Work out how many lines of the entries have the word "every" in them. Respond with that number only.

----------------

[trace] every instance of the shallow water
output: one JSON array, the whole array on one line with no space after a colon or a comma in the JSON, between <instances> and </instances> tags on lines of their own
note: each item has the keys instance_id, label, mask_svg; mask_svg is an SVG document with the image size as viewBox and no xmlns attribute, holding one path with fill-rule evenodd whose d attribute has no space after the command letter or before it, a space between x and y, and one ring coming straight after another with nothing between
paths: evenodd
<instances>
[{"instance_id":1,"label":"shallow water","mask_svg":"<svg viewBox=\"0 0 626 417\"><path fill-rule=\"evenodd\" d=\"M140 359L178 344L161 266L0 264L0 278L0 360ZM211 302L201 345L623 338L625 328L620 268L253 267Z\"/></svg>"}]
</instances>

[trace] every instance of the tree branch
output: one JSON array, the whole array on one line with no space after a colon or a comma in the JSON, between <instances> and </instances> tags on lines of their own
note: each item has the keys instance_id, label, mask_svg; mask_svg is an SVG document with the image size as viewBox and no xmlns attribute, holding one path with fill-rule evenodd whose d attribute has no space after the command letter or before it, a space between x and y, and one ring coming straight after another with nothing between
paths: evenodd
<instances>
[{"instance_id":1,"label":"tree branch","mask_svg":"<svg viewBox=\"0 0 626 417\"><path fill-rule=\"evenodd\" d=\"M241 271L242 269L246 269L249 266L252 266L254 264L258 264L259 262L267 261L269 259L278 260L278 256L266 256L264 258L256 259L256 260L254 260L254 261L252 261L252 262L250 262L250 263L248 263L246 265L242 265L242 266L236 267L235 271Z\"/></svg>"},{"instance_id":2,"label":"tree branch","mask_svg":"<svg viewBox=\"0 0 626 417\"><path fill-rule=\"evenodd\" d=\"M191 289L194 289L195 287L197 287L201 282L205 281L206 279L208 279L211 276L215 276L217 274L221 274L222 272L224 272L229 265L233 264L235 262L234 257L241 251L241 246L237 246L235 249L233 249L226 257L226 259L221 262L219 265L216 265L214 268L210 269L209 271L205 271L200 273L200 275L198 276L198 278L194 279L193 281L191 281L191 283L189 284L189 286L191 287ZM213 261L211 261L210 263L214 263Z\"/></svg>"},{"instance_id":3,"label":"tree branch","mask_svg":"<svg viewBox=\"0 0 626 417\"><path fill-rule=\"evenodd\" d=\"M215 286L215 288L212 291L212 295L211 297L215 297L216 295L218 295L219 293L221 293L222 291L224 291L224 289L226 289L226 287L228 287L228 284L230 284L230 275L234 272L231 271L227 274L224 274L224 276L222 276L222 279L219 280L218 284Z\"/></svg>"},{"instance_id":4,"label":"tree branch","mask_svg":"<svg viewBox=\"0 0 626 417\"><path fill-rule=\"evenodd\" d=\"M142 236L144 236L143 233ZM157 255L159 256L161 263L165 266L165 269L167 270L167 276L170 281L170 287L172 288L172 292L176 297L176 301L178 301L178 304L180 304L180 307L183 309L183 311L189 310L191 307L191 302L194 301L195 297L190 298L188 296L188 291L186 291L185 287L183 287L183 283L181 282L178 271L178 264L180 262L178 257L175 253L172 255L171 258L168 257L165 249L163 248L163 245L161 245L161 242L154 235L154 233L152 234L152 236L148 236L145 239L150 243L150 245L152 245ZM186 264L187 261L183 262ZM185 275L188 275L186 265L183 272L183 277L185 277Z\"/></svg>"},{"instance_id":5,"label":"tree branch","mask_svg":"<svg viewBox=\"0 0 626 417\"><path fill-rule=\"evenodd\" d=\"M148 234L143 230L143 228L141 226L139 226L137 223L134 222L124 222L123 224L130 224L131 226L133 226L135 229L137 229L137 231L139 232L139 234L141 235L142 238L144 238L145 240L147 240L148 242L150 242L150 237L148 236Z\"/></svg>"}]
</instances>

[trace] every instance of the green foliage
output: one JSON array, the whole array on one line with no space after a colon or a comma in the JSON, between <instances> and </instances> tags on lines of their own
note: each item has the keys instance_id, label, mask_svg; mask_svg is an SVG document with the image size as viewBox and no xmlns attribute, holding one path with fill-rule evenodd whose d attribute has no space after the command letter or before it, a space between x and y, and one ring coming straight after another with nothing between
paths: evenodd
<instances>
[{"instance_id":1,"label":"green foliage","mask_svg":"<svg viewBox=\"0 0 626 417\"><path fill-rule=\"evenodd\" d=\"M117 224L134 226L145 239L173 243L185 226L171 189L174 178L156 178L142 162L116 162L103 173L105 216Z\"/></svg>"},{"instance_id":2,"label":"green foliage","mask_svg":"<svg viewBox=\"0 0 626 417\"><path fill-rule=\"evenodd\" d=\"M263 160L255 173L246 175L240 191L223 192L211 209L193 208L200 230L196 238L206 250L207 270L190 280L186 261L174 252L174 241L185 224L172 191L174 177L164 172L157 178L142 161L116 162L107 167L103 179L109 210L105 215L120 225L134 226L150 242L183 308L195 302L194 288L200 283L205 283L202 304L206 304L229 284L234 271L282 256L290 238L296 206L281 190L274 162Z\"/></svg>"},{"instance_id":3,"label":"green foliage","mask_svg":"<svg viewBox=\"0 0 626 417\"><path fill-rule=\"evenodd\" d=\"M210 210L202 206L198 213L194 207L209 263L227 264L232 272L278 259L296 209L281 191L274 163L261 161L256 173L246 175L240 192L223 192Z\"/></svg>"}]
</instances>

----------------

> COMPLETED TASK: 3